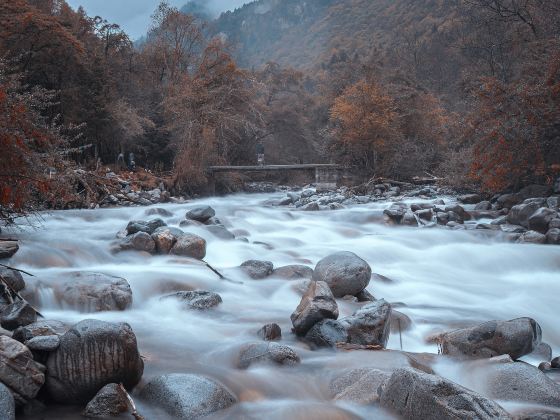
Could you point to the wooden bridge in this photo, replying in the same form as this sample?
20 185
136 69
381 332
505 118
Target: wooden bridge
326 174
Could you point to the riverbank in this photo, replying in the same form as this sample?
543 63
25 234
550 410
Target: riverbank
435 280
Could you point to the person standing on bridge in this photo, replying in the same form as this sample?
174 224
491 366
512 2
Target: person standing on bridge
260 154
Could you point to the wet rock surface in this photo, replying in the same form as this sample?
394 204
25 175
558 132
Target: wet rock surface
91 355
187 396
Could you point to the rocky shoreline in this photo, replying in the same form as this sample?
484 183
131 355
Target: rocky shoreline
45 361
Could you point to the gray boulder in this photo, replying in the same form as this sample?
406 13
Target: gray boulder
197 299
257 270
293 272
148 227
269 352
317 304
532 237
139 241
516 337
413 394
201 213
91 355
360 386
18 370
521 213
110 401
187 396
7 403
344 272
270 332
327 333
369 325
189 245
96 292
17 314
12 278
540 219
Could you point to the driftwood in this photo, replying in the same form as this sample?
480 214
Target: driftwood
131 405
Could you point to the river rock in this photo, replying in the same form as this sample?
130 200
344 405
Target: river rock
540 219
317 304
91 355
197 299
8 248
553 236
516 337
139 241
96 292
344 272
369 325
148 227
201 213
469 199
12 278
520 214
17 314
270 332
532 237
413 394
326 333
44 343
360 386
521 382
108 402
18 370
189 245
269 352
7 403
293 272
187 396
257 270
165 238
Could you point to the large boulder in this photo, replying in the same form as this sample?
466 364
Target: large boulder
521 213
189 245
293 272
317 304
413 394
165 238
95 292
520 382
91 355
359 386
344 272
148 227
110 401
369 325
257 270
494 338
139 241
266 352
12 278
201 213
541 218
17 314
187 396
7 403
197 299
326 333
18 370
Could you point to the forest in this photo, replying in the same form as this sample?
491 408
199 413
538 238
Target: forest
464 90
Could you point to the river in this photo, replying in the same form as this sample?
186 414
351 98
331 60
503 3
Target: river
441 279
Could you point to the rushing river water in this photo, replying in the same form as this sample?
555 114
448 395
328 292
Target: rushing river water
442 279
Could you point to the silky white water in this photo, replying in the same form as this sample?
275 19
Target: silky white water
442 279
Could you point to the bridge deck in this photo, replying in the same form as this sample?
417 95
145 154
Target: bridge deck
257 168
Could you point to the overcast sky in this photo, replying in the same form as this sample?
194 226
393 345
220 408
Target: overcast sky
134 15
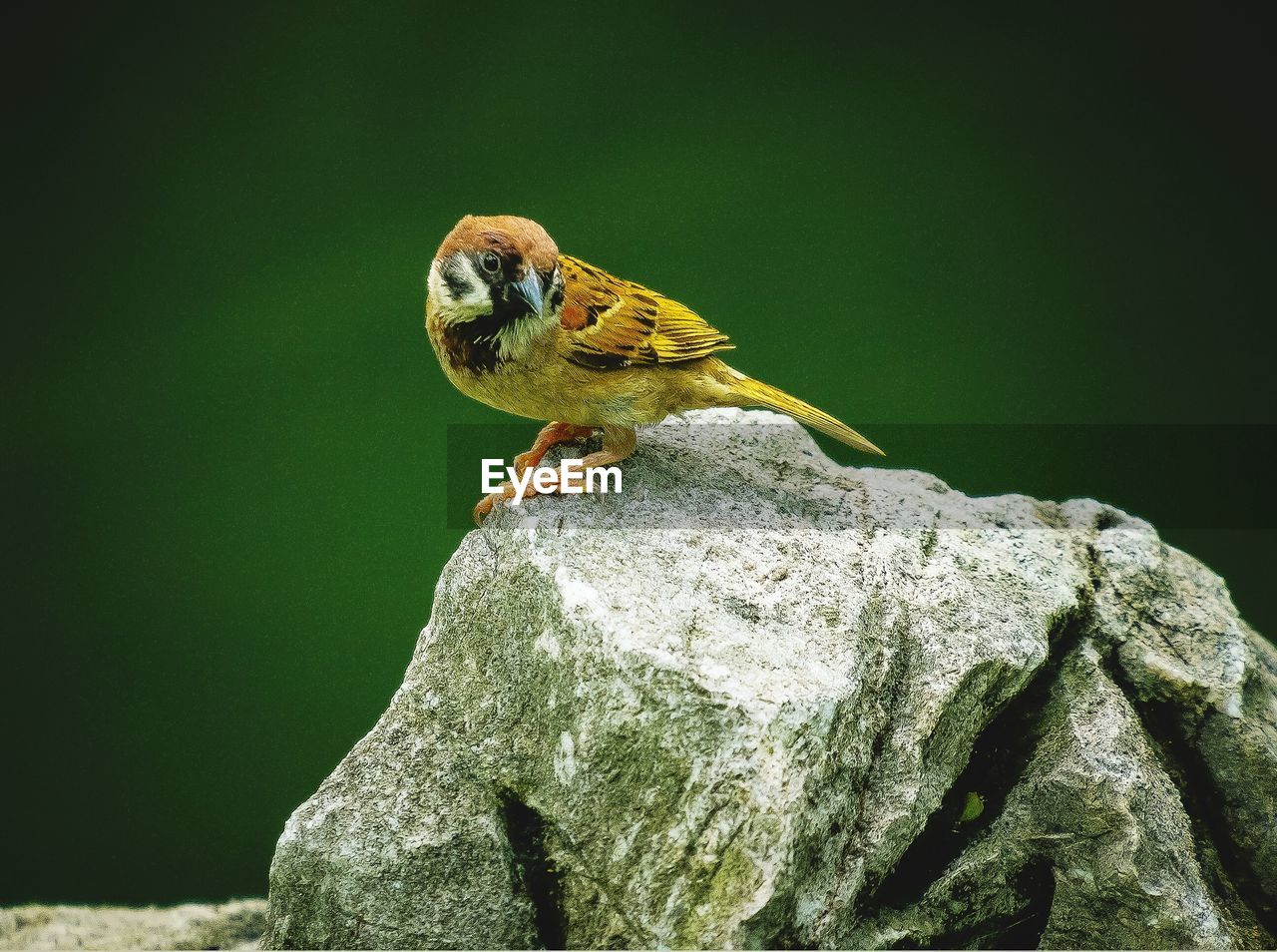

**Exercise instructions:** Reproduce every line above as written, skipping pictures.

**Response area:**
Could you point to the wooden bridge in this photo, replying in the same form as this sample?
20 185
136 69
381 332
505 118
Target: wooden bridge
326 174
Could you point to the riverbank in this photo, replying in the same form as this sample?
543 63
25 234
550 410
Target: riverbank
435 280
Could you point to the person standing on bridge in this photo, replying in the same form as this sample?
174 224
491 366
512 2
Target: person standing on bridge
260 154
Could you point to the wet rock surface in this photo, replying in the same form as this sample?
394 204
25 175
558 132
Target: wet rock surface
91 355
187 396
Could you point to the rocky shoreline in this photo, replying in the same form as this sample?
484 183
131 355
Target: rocky shoreline
45 361
Could you point to the gray boulder in this photo, replying in the same form as this sample?
406 13
Target: gray boulder
197 299
257 270
293 272
148 227
269 352
317 304
532 237
139 241
516 337
413 394
201 213
91 355
360 386
18 370
521 213
110 401
187 396
7 403
344 272
270 332
327 333
369 325
189 245
96 292
17 314
12 278
540 219
Could you point to the driftwood in this photo, replying in the same form as this sample?
480 214
Target: driftwood
131 405
Could you point to the river rock in this photo, replying in the same form as this sample?
130 200
344 405
Target: river rock
540 219
317 304
91 355
197 299
8 248
553 236
516 337
139 241
96 292
344 272
369 325
148 227
201 213
469 199
12 278
520 214
17 314
270 332
532 237
413 394
326 333
44 343
360 386
521 382
108 402
18 370
189 245
269 352
7 403
293 272
187 396
257 270
165 238
Could you point to the large boulder in this photo, replying in the same form as this sample?
466 364
Target: large boulder
521 213
189 245
293 272
317 304
413 394
165 238
95 292
520 382
91 355
359 386
344 272
148 227
110 401
369 325
257 270
494 338
139 241
266 352
12 278
201 213
541 218
17 314
187 396
7 403
197 299
326 333
18 370
Could you point to the forest in this photo, replying in the same form as this sample?
491 408
199 413
538 238
Target: forest
464 90
Could you point to the river in this photo, replying in the same form as this sample?
186 414
351 98
331 60
503 3
Target: river
441 279
Could you point to the rushing river water in this photo, replying in the same form as this sample?
555 114
448 395
328 292
Target: rushing river water
442 279
Could you point to the silky white water in this photo, replying in the same form as this sample?
275 19
Target: silky white water
442 279
Could you point to the bridge deck in this photo, replying in the same form as this sample?
417 95
145 154
Target: bridge deck
257 168
Could you point to the overcast sky in this photo, replying in the same form as this sample?
194 226
393 345
220 408
Target: overcast sky
134 15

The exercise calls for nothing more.